• What you will do:
1 - According to the excise tax passage, what share of companies reported slashing benefits to avoid triggering the law?
2 - Write out the excise tax passage from "The American Health" to "for American workers.", copying it word for word.
3 - Summarize the excise tax passage in two sentences.

The American Health Policy Institute, a non-partisan think tank, found that nearly every major employer in the country is taking steps to avoid the tax, which targets comprehensive health plans deemed to be luxurious by regulators. The law will hike taxes by $68 billion for American workers.

"The excise tax is already driving many employers to fundamentally reassess their health care plans. While the tax was intended to reduce health care spending, its impact in the real world is being felt by workers who are seeing the value of their health care plans reduced," it says.

The institute surveyed major employers across the country about whether any of their health plans would be affected by the tax, as well as what steps they are taking to deal with the law. Nearly 20 percent of companies reported that they were slashing benefits to avoid triggering the law. The policy, the report says, could lead to "a potential collapse of the employer-sponsored health insurance."

• Dataset extract:
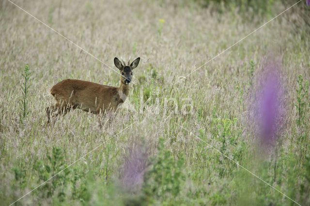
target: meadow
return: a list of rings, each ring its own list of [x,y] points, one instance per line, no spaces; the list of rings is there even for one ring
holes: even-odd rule
[[[209,61],[295,2],[267,1],[14,1],[80,48],[0,1],[0,205],[309,205],[310,6]],[[119,86],[81,48],[141,58],[128,97],[47,125],[58,82]]]

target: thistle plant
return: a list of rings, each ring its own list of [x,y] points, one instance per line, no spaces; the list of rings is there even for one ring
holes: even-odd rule
[[[305,84],[303,84],[303,79],[301,74],[298,75],[298,79],[297,82],[298,83],[298,88],[296,89],[297,91],[297,103],[295,106],[297,109],[298,118],[296,120],[297,124],[300,125],[301,122],[305,118],[305,109],[306,100],[308,98],[308,92],[309,89],[309,82],[306,81]]]
[[[20,102],[20,121],[23,120],[27,117],[29,113],[28,111],[27,97],[28,95],[28,91],[30,85],[29,84],[29,78],[30,76],[30,72],[29,70],[29,66],[27,65],[24,69],[24,74],[22,74],[24,79],[24,82],[20,87],[22,89],[23,97]]]

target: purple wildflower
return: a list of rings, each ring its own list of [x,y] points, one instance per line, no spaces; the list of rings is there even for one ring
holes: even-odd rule
[[[259,137],[258,142],[266,147],[275,146],[281,129],[286,125],[285,118],[286,101],[284,87],[280,75],[280,59],[272,55],[267,57],[263,62],[264,67],[257,70],[254,76],[254,89],[246,98],[251,103],[247,119],[249,132],[255,131]],[[260,149],[262,149],[260,147]]]
[[[269,65],[270,66],[270,65]],[[267,76],[264,82],[260,100],[260,130],[263,143],[270,144],[276,138],[279,118],[279,77],[275,71],[270,69],[275,69],[271,66],[267,69]]]
[[[129,148],[128,153],[124,157],[121,182],[125,189],[135,191],[139,189],[143,183],[147,154],[145,149],[139,146]]]

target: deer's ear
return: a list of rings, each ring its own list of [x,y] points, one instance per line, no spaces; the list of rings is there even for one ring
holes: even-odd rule
[[[119,70],[121,70],[123,68],[123,64],[122,64],[122,62],[116,57],[114,58],[114,64]]]
[[[139,64],[139,61],[140,61],[140,58],[138,57],[136,59],[135,59],[135,60],[133,61],[131,64],[130,64],[130,67],[131,68],[131,69],[134,69],[136,67],[137,67],[138,66],[138,65]]]

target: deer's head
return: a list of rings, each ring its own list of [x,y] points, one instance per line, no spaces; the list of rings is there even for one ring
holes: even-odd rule
[[[140,58],[138,57],[135,59],[131,63],[130,63],[130,59],[128,61],[127,65],[125,63],[124,60],[123,63],[117,58],[114,58],[114,64],[115,66],[120,70],[120,72],[122,74],[122,82],[125,84],[128,84],[131,82],[131,78],[132,78],[132,71],[138,66],[140,61]]]

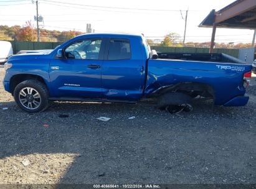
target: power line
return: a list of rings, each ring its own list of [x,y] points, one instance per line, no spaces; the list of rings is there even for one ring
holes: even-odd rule
[[[21,2],[21,1],[27,1],[29,0],[1,1],[1,2]]]
[[[92,6],[92,5],[87,5],[87,4],[75,4],[75,3],[69,3],[69,2],[59,2],[55,1],[50,1],[50,0],[42,0],[46,2],[50,2],[53,3],[59,3],[59,4],[64,4],[68,5],[72,5],[72,6],[87,6],[87,7],[98,7],[98,8],[107,8],[107,9],[125,9],[125,10],[136,10],[136,11],[174,11],[174,12],[179,12],[180,10],[170,10],[170,9],[138,9],[138,8],[130,8],[130,7],[109,7],[109,6]]]
[[[23,5],[23,4],[30,4],[30,3],[22,3],[22,4],[0,4],[0,6],[13,6],[13,5]]]

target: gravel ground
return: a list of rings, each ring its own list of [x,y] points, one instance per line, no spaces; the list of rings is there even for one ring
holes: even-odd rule
[[[72,102],[27,114],[1,82],[0,183],[255,183],[256,90],[249,95],[245,107],[197,100],[179,114]]]

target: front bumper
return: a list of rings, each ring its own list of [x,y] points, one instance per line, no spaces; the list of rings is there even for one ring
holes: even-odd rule
[[[233,98],[223,106],[245,106],[249,100],[249,96],[238,96]]]
[[[11,93],[10,90],[10,83],[9,81],[2,81],[2,84],[4,85],[4,90],[9,93]]]

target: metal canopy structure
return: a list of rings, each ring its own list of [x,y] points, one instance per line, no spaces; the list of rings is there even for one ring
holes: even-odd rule
[[[237,0],[219,11],[212,10],[199,27],[212,27],[210,48],[212,53],[217,27],[256,30],[256,0]]]

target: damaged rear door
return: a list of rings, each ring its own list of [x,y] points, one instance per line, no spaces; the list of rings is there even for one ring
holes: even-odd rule
[[[145,69],[136,38],[109,38],[102,69],[102,91],[108,99],[137,101],[143,92]]]

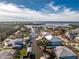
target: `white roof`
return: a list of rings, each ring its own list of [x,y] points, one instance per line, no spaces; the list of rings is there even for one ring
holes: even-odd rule
[[[76,56],[70,49],[65,46],[57,46],[55,48],[55,53],[57,57],[66,57],[66,56]]]
[[[46,35],[46,36],[45,36],[45,38],[46,38],[47,40],[51,40],[52,37],[53,37],[52,35]]]

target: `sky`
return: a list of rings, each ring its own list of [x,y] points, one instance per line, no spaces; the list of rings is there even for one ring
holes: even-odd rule
[[[79,21],[79,0],[0,0],[0,21]]]

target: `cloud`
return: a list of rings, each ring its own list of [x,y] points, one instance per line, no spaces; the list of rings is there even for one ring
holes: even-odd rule
[[[22,5],[20,6],[22,7]],[[60,13],[49,13],[50,11],[47,9],[36,11],[20,8],[20,6],[12,3],[0,3],[0,21],[79,21],[79,12],[71,11],[70,8],[64,7]],[[59,10],[55,6],[53,9]]]

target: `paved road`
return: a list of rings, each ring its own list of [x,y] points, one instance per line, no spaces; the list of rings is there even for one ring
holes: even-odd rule
[[[12,53],[11,53],[12,52]],[[14,51],[1,51],[0,52],[0,59],[14,59]]]
[[[42,56],[42,51],[39,49],[39,47],[37,46],[37,42],[36,42],[36,33],[35,33],[35,29],[31,28],[32,30],[32,48],[33,48],[33,53],[35,53],[36,59],[40,59],[40,57]]]

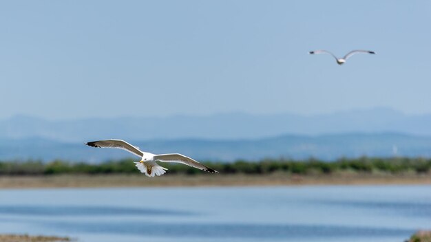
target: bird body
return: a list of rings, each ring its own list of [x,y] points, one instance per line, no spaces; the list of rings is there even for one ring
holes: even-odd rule
[[[213,170],[196,160],[178,153],[156,155],[149,152],[141,151],[138,147],[134,146],[121,140],[105,140],[87,142],[85,144],[97,148],[120,148],[132,153],[140,157],[139,162],[135,163],[135,166],[142,173],[147,177],[160,176],[166,173],[167,168],[160,166],[156,161],[160,162],[180,163],[210,173],[218,173],[217,170]]]
[[[343,58],[337,58],[337,56],[335,56],[335,54],[332,54],[331,52],[327,50],[313,50],[313,51],[308,52],[308,54],[328,54],[335,58],[335,60],[337,60],[337,63],[339,65],[344,64],[346,63],[346,60],[347,60],[347,59],[349,57],[358,53],[368,53],[368,54],[376,54],[375,52],[372,52],[370,50],[352,50],[351,52],[347,53],[347,54],[346,54],[346,56],[344,56],[344,57]]]

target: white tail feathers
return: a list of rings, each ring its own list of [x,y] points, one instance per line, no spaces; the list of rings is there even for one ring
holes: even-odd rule
[[[166,173],[165,167],[159,166],[154,162],[134,162],[135,166],[140,170],[142,173],[145,173],[147,177],[154,177],[155,175],[162,175]]]

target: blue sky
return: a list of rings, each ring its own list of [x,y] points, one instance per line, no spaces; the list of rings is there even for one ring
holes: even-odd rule
[[[428,1],[0,2],[0,118],[431,112]],[[343,66],[329,56],[353,49]]]

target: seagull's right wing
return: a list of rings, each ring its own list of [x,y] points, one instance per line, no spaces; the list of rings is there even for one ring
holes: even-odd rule
[[[338,58],[337,58],[337,56],[335,56],[333,54],[330,53],[330,52],[327,50],[313,50],[313,51],[308,52],[308,54],[329,54],[330,55],[333,56],[333,57],[335,58],[335,60],[338,60]]]
[[[98,148],[120,148],[120,149],[129,151],[132,153],[132,154],[135,154],[139,156],[140,157],[142,157],[143,155],[144,155],[144,153],[142,151],[140,151],[138,148],[121,140],[106,140],[93,141],[91,142],[85,143],[85,144],[92,146],[92,147],[98,147]]]
[[[376,54],[375,52],[372,52],[370,50],[352,50],[351,52],[347,53],[347,54],[346,54],[346,56],[344,56],[344,57],[343,57],[343,58],[344,60],[347,60],[348,58],[352,56],[353,55],[355,54],[358,54],[358,53],[366,53],[366,54]]]
[[[154,160],[162,162],[181,163],[185,165],[197,168],[200,170],[208,171],[209,173],[218,173],[218,171],[203,165],[196,160],[181,154],[162,154],[154,155]]]

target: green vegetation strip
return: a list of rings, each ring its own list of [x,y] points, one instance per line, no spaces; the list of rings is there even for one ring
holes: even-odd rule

• Answers below:
1 - Nearly 20 percent.

2 -
The American Health Policy Institute, a non-partisan think tank, found that nearly every major employer in the country is taking steps to avoid the tax, which targets comprehensive health plans deemed to be luxurious by regulators. The law will hike taxes by $68 billion for American workers.

3 - A survey of major employers by the American Health Policy Institute, a non-partisan think tank, found that nearly every major employer is taking steps to avoid an excise tax on comprehensive health plans, a law that will raise taxes on American workers by $68 billion. Nearly 20 percent of companies reported slashing benefits to avoid triggering the tax, and the report warns that the policy could lead to a potential collapse of employer-sponsored health insurance.